Selected text:
The show aimed to introduce people to the Cornish and Devon communities that still exist but for many of the visitors, are unknown. “In a world full of insecurities, there’s something reassuring about people who do feel confident and comfortable in their own world,” says the show’s producer Andrew Sheldon. “For us it was about trying to find people and let them explain their own lives and what they liked about their lives.”
John has seen many attempts to regenerate his corner of China clay country over his lifetime including a plan to turn the largest gravel pit, Blackpool Pit, into a leisure lake for watersports. “It’s a long, long way from when I was a kid the flooded pits were used by hooligans and layabouts of St Austell, myself included, to try and float across it on the tops of cars and things like that.
“Every square foot of the place holds a dear memory for me and all the places when I go down there they remind me of people I knew now gone and that I loved and so on, so it’s a sweetly melancholic visitation,” explains John of St Austell and its surrounding area.
John remains supportive of Cornwall’s arts community – he is president of the Duchy Opera Company. “When they open their months there is not the slightest doubt that they Cornish.”
John’s voice is instantly familiar – but you’d be hard pressed to hear his Cornish roots. “When I first started, having a Cornish accent was a definite bar to getting any work. If you spoke with a South West accent generally speaking you were regarded for whatever ridiculous reason for being thick or being a yokel not being important play a servant or a farm boy but you couldn’t play a duke or a lord or anything like that. And so it was incumbent on the actor to find a way to speak RP. I’ve largely lost my Cornish accent apart from the occasional Arrr.”

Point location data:
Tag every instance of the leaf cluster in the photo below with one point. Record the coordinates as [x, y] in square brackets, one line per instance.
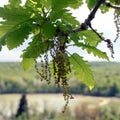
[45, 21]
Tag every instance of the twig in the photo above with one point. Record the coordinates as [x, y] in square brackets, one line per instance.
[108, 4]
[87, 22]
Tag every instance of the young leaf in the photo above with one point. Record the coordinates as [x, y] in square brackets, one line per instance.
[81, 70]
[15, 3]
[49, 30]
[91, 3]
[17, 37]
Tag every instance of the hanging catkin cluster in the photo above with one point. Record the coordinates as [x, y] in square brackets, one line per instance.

--

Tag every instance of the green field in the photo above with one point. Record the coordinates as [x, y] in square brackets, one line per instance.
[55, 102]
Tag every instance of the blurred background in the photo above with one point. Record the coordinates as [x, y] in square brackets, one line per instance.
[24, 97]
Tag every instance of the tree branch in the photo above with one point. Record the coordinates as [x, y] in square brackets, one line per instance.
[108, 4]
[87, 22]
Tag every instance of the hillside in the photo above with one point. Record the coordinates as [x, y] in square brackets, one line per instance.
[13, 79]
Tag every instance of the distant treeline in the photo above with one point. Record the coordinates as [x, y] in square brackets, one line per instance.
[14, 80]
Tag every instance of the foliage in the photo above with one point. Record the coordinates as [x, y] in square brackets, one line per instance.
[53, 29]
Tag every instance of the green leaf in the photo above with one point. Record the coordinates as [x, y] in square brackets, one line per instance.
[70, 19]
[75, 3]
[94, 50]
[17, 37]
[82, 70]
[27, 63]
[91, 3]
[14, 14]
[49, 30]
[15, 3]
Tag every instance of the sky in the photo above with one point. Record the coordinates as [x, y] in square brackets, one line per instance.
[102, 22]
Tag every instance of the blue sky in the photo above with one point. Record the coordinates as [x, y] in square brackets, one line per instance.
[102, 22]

What is expected: Continue the passage about John and his Cornish roots from the point where it ends.

Result of this task:
John garnered his fair share of lifelong fans as the eponymous detective in Bergerac and as Inspector Tom Barnaby, the first copper in Midsomer Murders. But his career has encompassed the Royal Shakespeare Company and Royal National Theatre as well as plenty of memorable TV cameo roles throughout his 50-year career which began in 1969 in repertory at the Northcott Theatre in Exeter. More recently he earned new fans in the last series of BBC’s Poldark – playing gruff landowner Ray Penvenen - who prefers cows to people.
“I took the part in Poldark because I thought I could get out of bed from where I live and be on the set in half an hour, because I assumed thy filmed in Cornwall,” he says. “I can get down to Charlestown on a boat, say a few words – easy money that. But no, they film thousands of miles to the north up beyond Bristol - it was a terrible journey! But the actual shooting was a great, great pleasure; the cast were lovely to a man to a girl, they were smashing people.”
“It’s almost therapeutic to be there,” says Andrew of the South West. “To a man and woman, everybody has been very positive, very genuine, with a real sense of identity and where they are from and quite proud to be from that place. So much of what we’ve done in the series is based around communities whether wild water swimming event or whether it’s a fish festival, they are based around community. People are quite proud of being from there and don’t want to be anywhere else.”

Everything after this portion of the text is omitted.